▶ [Task details]: Rewrite all of the records below, switching every "pixel-coordinate" to "pixel" and changing nothing else.
#####
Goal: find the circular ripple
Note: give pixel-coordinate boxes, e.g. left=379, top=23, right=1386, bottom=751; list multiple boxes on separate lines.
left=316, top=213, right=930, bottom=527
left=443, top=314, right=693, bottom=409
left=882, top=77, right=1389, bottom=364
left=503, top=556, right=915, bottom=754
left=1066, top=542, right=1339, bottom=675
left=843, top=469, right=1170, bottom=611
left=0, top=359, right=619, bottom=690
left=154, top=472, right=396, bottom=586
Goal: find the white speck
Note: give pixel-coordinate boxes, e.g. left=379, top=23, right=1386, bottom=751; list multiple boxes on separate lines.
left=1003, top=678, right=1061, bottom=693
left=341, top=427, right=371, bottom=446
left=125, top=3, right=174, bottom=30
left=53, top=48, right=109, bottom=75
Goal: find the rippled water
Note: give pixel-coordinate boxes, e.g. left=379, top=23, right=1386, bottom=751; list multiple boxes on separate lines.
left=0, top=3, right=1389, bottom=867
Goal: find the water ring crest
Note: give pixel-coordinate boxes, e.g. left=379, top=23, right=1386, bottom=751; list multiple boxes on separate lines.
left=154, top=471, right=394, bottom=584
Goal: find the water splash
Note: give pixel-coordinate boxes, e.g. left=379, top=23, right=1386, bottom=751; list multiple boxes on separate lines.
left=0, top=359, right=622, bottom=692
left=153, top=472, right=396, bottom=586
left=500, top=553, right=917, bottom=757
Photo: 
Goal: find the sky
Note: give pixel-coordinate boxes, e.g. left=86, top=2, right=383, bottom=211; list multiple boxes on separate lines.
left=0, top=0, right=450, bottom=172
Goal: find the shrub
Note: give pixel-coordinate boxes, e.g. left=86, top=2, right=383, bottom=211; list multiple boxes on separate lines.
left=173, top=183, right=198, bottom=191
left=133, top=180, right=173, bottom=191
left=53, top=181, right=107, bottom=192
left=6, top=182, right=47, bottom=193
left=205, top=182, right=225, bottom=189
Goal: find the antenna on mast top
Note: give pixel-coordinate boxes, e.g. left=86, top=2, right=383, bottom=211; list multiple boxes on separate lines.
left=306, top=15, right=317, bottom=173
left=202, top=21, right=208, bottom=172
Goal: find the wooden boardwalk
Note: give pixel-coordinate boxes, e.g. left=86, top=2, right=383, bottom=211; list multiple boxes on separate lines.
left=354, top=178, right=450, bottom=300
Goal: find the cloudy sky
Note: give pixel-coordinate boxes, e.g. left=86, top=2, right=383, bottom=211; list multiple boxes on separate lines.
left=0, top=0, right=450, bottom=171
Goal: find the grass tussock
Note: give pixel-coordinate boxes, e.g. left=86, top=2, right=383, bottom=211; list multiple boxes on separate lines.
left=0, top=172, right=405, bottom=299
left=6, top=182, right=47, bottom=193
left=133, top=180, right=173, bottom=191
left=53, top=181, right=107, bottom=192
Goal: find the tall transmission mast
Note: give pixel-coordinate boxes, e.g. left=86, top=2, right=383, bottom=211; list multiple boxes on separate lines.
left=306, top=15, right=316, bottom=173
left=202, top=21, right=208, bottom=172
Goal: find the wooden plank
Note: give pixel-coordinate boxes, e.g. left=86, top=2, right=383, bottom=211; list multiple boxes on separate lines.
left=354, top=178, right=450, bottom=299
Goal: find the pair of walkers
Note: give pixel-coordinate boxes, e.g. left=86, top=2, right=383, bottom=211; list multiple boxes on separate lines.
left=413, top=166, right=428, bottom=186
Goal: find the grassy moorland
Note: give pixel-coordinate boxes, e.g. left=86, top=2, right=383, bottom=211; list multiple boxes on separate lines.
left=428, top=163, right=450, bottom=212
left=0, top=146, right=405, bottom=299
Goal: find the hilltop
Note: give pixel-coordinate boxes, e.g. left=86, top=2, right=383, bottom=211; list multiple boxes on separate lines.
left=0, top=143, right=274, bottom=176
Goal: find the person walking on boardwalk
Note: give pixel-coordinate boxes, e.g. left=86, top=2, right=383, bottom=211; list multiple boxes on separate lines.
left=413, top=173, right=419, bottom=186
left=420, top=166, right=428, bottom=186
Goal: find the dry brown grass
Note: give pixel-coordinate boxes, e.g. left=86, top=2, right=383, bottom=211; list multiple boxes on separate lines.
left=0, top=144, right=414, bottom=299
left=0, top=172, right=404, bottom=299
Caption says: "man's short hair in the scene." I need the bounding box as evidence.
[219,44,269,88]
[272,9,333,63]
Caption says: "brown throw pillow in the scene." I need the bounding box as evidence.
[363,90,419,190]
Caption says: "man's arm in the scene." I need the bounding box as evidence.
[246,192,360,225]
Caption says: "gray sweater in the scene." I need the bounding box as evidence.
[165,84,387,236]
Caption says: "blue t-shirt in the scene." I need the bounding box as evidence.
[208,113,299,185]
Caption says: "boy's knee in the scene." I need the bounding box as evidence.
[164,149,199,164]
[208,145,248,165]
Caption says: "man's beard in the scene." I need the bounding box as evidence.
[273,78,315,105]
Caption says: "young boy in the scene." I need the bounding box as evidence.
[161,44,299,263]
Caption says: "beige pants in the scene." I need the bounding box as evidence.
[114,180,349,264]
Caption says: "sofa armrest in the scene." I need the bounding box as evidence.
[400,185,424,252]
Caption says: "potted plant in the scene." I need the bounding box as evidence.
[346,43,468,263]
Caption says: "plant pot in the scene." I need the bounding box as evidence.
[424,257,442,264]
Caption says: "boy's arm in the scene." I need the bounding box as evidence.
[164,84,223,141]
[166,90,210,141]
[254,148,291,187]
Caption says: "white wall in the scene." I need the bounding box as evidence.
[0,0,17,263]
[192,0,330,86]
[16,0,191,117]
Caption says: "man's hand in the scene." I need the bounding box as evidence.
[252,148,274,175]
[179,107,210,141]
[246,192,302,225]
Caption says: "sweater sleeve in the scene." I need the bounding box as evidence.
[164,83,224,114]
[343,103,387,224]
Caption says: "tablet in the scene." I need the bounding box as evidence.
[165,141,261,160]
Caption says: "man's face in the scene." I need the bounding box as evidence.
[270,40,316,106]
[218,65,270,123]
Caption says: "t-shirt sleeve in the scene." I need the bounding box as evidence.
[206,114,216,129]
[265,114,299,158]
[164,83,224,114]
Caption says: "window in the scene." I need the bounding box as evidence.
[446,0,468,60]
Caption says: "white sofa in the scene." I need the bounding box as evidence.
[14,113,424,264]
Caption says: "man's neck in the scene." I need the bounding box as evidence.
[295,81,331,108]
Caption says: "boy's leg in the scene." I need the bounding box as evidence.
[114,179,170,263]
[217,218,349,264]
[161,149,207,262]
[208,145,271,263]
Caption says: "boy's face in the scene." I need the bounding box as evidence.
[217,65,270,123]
#####
▶ [Expected answer]:
Goal: find the circular ripple
Note: give pixel boxes, e.g. left=379, top=23, right=1386, bottom=751; list multiple boxes on separate lines.
left=316, top=213, right=930, bottom=527
left=443, top=314, right=693, bottom=409
left=882, top=77, right=1389, bottom=364
left=503, top=556, right=915, bottom=754
left=1066, top=542, right=1339, bottom=675
left=843, top=469, right=1170, bottom=611
left=0, top=359, right=619, bottom=690
left=154, top=472, right=396, bottom=586
Goal: find the white speck
Note: give pixel boxes, e.g. left=379, top=23, right=1386, bottom=751; list multiple boxes on separate lines.
left=1003, top=678, right=1061, bottom=693
left=341, top=427, right=371, bottom=446
left=125, top=3, right=174, bottom=30
left=53, top=48, right=109, bottom=75
Goal: find the rippled water
Note: give pixel boxes, e.g. left=379, top=23, right=1386, bottom=751; list multiple boxes on separate lines.
left=0, top=3, right=1389, bottom=867
Goal: find the water ring crest
Note: give pixel boxes, e.g. left=379, top=23, right=1386, bottom=751; list multiple boxes on separate lines.
left=154, top=471, right=394, bottom=584
Goal: find the water splash
Note: give pixel boxes, e.g. left=379, top=23, right=1386, bottom=751; list multiple boxes on separate lines.
left=0, top=359, right=622, bottom=692
left=153, top=472, right=396, bottom=586
left=500, top=553, right=917, bottom=757
Photo: 
Goal: find the sky
Note: give pixel boxes, e.g. left=86, top=2, right=383, bottom=211; list multiple boxes on separate lines.
left=0, top=0, right=450, bottom=172
Goal: find the shrub
Note: give pixel boxes, e.g. left=86, top=2, right=383, bottom=211; list multiple boxes on separate lines.
left=173, top=183, right=198, bottom=191
left=133, top=180, right=173, bottom=191
left=53, top=181, right=107, bottom=192
left=6, top=182, right=47, bottom=193
left=205, top=182, right=225, bottom=189
Goal: find the antenna on mast top
Note: give pixel boxes, e.g. left=86, top=2, right=383, bottom=211; list multiple boxes on separate lines.
left=306, top=15, right=317, bottom=173
left=202, top=21, right=208, bottom=172
Goal: find the wooden boardwalk
Note: give pixel boxes, e.g. left=86, top=2, right=383, bottom=211; list multiple boxes on separate lines.
left=354, top=178, right=450, bottom=300
Goal: find the cloudy sky
Note: give pixel boxes, e.g. left=86, top=2, right=383, bottom=211; list multiple boxes on separate lines.
left=0, top=0, right=450, bottom=171
Goal: find the grass tussock
Note: give pixel boxes, e.g. left=86, top=2, right=383, bottom=211; list multiple boxes on separate lines.
left=0, top=172, right=405, bottom=299
left=6, top=182, right=47, bottom=193
left=133, top=180, right=173, bottom=191
left=53, top=181, right=107, bottom=192
Goal: find the tall transmission mast
Note: give pixel boxes, e.g. left=86, top=2, right=383, bottom=211; list multiple boxes on separate lines.
left=306, top=15, right=316, bottom=173
left=202, top=21, right=208, bottom=172
Goal: find the wooden plank
Note: give pixel boxes, e.g. left=86, top=2, right=383, bottom=211; list multiple boxes on separate lines.
left=354, top=178, right=450, bottom=299
Goal: find the pair of walkers
Note: give pixel boxes, e.g. left=86, top=2, right=383, bottom=211; list multiple boxes on separate lines.
left=413, top=166, right=428, bottom=186
Goal: find the grassy moorland
Note: give pixel boxes, e.g. left=86, top=2, right=383, bottom=211; list multiple boxes on separate lines.
left=428, top=163, right=450, bottom=212
left=0, top=146, right=405, bottom=299
Goal: find the hilltop
Note: give pixel boxes, e.g. left=86, top=2, right=383, bottom=211; list multiple boxes on separate lines.
left=0, top=143, right=274, bottom=176
Goal: find the person walking on boardwalk
Note: give pixel boxes, e.g. left=86, top=2, right=383, bottom=211; list multiple boxes on separate lines.
left=413, top=173, right=419, bottom=186
left=420, top=166, right=428, bottom=186
Goal: find the dry brown grass
Note: give pixel boxes, e.g. left=86, top=2, right=383, bottom=211; list multiple boxes on separate lines.
left=0, top=144, right=414, bottom=299
left=0, top=172, right=404, bottom=299
Caption says: "man's short hair in the scene." I need the bounding box as evidence.
[219,44,269,88]
[272,9,333,63]
Caption says: "brown throw pillow in the scene." I need the bounding box as evidence.
[363,90,419,190]
Caption says: "man's arm in the scene." I need the bounding box as evidence.
[246,192,360,225]
Caption says: "gray sweater in the scene." I need the bounding box as evidence.
[165,84,387,236]
Caption says: "blue t-shirt in the scene." I need the bounding box as evidence.
[208,113,299,185]
Caption says: "boy's knee in the scene." I need the bounding box as evidence.
[164,149,199,164]
[208,145,248,165]
Caption says: "man's beard in the scene." I need the bounding box as evidence.
[273,78,315,105]
Caption says: "young boy in the scene." I need the bounding box as evidence.
[161,44,299,263]
Caption says: "beige pants in the scene." I need the bounding box as evidence.
[114,180,349,264]
Caption says: "sofa armrest in the scene." I need the bounding box as evidence.
[400,185,424,252]
Caption says: "potted plant in the scene." I need the bounding box as evidence.
[346,43,468,263]
Caption says: "plant pot in the scene." I need the bounding box as evidence.
[424,257,442,264]
Caption says: "boy's arm in the scene." I need the bounding box as evidence.
[164,84,223,141]
[166,90,210,141]
[254,148,291,187]
Caption says: "white wall in the scene." I need the bounding box as evidence.
[0,0,17,263]
[192,0,330,86]
[16,0,191,117]
Caption says: "man's hand in the scene." I need the bounding box as evidence.
[252,148,274,175]
[179,107,210,141]
[246,192,302,225]
Caption says: "sweater sleeve in the scene." I need the bounding box as evidence.
[164,83,224,114]
[343,103,387,224]
Caption says: "tablet in the scene." I need the bounding box as evidence.
[165,141,261,160]
Caption says: "man's face in the scene." I need the bounding box as evidence.
[270,40,316,106]
[218,65,270,123]
Caption says: "t-shirt sleeve in the scene." I need the bounding box as evidence.
[206,114,216,129]
[265,114,299,158]
[164,83,224,114]
Caption says: "window in the scene." I need the bounding box as evidence.
[446,0,468,60]
Caption says: "white sofa in the scene." I need the bounding box as evidence.
[14,113,424,264]
Caption says: "man's neck in the scene." I need the bounding box as evidence.
[295,81,331,108]
Caption says: "boy's leg in the scene." I need the bounding box as evidence.
[114,179,170,263]
[217,218,349,264]
[161,149,207,262]
[208,145,271,263]
Caption says: "boy's face in the scene." I need the bounding box as evidence.
[217,65,270,123]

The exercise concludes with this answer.